> **Job**
Write out everything from the line containing "Return the outline of every instance of the red" down to the line containing "M240 100L240 98L241", swapping "red poppy flower" for "wild poppy flower" and keeping the rest unchanged.

Object outline annotations:
<<<<

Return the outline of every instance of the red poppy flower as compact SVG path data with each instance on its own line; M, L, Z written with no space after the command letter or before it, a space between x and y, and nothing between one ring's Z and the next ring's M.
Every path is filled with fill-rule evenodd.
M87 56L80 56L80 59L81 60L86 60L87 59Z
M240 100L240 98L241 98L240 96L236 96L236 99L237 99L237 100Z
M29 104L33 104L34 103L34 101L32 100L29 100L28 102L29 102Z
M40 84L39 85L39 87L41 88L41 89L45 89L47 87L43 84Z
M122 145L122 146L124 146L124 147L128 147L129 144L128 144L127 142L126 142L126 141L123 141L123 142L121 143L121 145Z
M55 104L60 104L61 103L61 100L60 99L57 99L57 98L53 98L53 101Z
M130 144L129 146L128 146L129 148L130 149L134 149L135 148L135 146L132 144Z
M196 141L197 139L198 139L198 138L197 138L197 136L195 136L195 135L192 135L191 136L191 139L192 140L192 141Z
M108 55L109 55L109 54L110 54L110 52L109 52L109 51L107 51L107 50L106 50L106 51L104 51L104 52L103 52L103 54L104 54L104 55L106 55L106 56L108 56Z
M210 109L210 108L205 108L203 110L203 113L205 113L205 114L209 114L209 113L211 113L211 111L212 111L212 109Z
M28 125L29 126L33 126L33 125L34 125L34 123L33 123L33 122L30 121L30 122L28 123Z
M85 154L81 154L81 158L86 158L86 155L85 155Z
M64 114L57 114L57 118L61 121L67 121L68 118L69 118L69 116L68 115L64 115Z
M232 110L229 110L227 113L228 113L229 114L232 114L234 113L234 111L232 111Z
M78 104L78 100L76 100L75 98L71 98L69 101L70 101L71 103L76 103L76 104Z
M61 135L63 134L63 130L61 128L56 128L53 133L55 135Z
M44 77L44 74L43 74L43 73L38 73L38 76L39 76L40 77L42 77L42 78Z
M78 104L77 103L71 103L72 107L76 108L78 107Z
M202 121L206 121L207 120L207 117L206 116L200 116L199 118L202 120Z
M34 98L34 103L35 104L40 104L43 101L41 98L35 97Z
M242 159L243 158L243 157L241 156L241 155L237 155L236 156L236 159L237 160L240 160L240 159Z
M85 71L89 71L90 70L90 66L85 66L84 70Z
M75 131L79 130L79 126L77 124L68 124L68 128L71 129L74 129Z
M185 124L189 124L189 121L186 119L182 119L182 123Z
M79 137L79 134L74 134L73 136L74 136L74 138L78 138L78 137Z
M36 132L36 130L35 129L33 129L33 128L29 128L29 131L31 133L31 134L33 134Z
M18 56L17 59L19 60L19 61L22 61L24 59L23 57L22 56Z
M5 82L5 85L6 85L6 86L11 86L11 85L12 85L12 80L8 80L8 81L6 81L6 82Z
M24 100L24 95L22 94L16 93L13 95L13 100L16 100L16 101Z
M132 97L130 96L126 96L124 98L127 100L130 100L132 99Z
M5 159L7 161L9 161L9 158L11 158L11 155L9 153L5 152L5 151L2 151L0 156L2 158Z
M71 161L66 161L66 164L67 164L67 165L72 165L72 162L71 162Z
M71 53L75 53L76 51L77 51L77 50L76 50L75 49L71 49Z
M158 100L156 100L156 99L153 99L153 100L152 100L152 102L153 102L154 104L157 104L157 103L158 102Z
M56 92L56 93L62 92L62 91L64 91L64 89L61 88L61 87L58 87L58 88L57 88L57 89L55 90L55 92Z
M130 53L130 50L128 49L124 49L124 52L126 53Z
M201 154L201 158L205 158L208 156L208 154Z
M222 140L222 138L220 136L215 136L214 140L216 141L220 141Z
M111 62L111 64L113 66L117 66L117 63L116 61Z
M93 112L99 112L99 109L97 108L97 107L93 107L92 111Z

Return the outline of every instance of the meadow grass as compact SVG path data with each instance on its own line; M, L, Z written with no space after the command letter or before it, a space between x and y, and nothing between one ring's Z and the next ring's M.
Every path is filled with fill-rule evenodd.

>>>>
<<<<

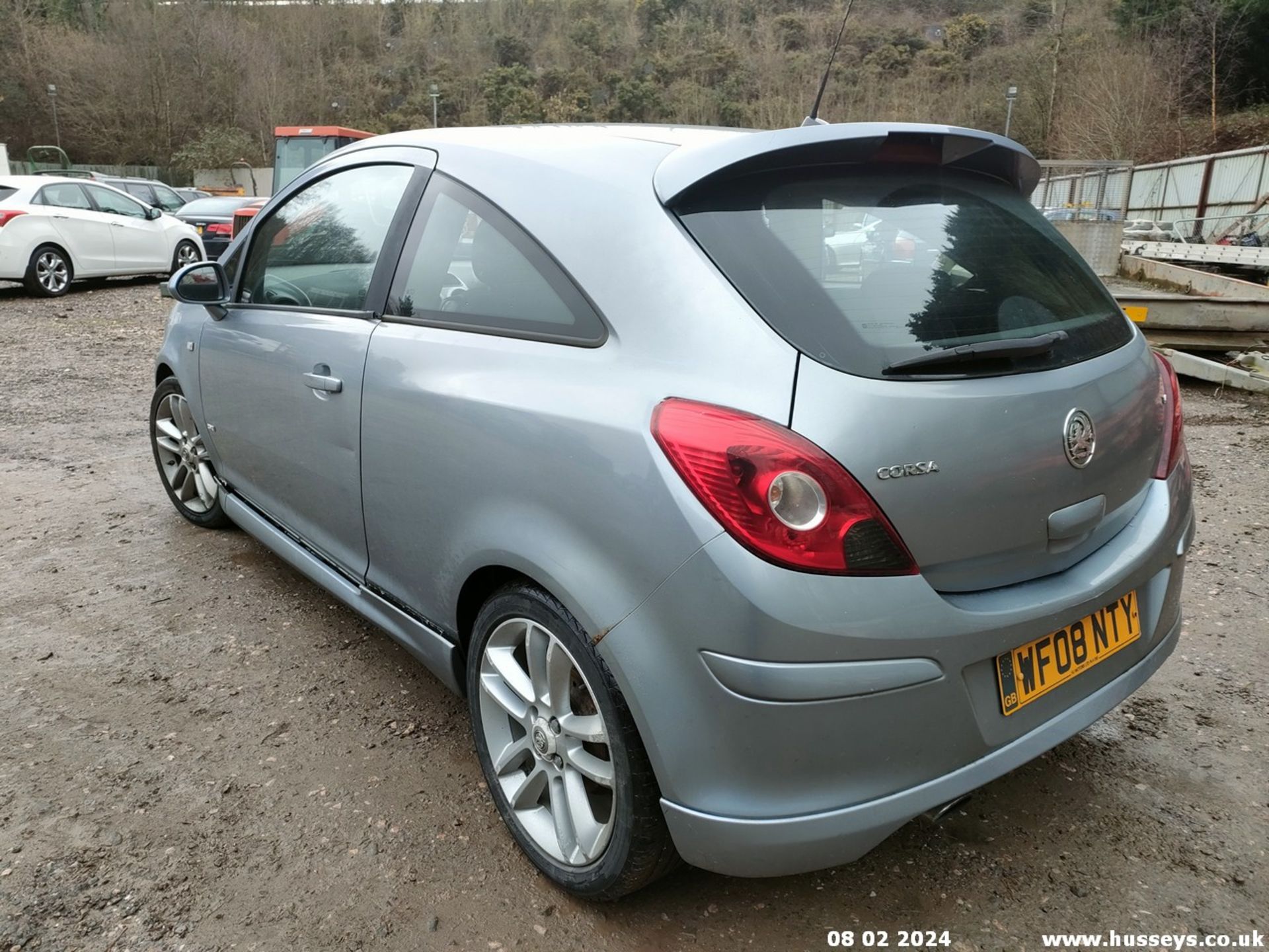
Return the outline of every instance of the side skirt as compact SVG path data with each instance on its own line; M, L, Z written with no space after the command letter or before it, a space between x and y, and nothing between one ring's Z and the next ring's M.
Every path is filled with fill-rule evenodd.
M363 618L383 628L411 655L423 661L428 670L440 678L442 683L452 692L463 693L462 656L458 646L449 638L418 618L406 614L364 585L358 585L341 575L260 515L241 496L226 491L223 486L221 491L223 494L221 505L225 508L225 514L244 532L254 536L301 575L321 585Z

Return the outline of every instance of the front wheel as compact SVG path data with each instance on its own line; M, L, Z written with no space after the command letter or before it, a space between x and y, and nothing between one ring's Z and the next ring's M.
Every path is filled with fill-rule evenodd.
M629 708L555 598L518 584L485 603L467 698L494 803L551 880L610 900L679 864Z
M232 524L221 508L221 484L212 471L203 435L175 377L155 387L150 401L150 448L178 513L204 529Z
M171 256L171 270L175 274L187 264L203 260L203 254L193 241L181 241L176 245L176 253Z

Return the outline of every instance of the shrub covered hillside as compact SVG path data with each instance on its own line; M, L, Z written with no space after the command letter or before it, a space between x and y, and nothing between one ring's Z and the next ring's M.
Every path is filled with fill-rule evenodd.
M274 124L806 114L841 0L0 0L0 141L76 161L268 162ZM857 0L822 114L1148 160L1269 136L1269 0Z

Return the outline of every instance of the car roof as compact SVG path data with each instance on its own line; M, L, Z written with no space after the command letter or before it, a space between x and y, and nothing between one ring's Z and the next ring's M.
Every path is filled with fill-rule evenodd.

>>>>

> **Output of the task**
Return the outline of every instance of the wild poppy flower as compact SVG path data with each instance on its own line; M, L, Z written with no space after the command letter or before it, a space between x and y, and nothing between one ring's Z and the next ring's M.
Every path is filled with fill-rule evenodd.
M87 56L80 56L80 59L81 60L86 60L87 59Z
M240 100L240 98L241 98L240 96L236 96L236 99L237 99L237 100Z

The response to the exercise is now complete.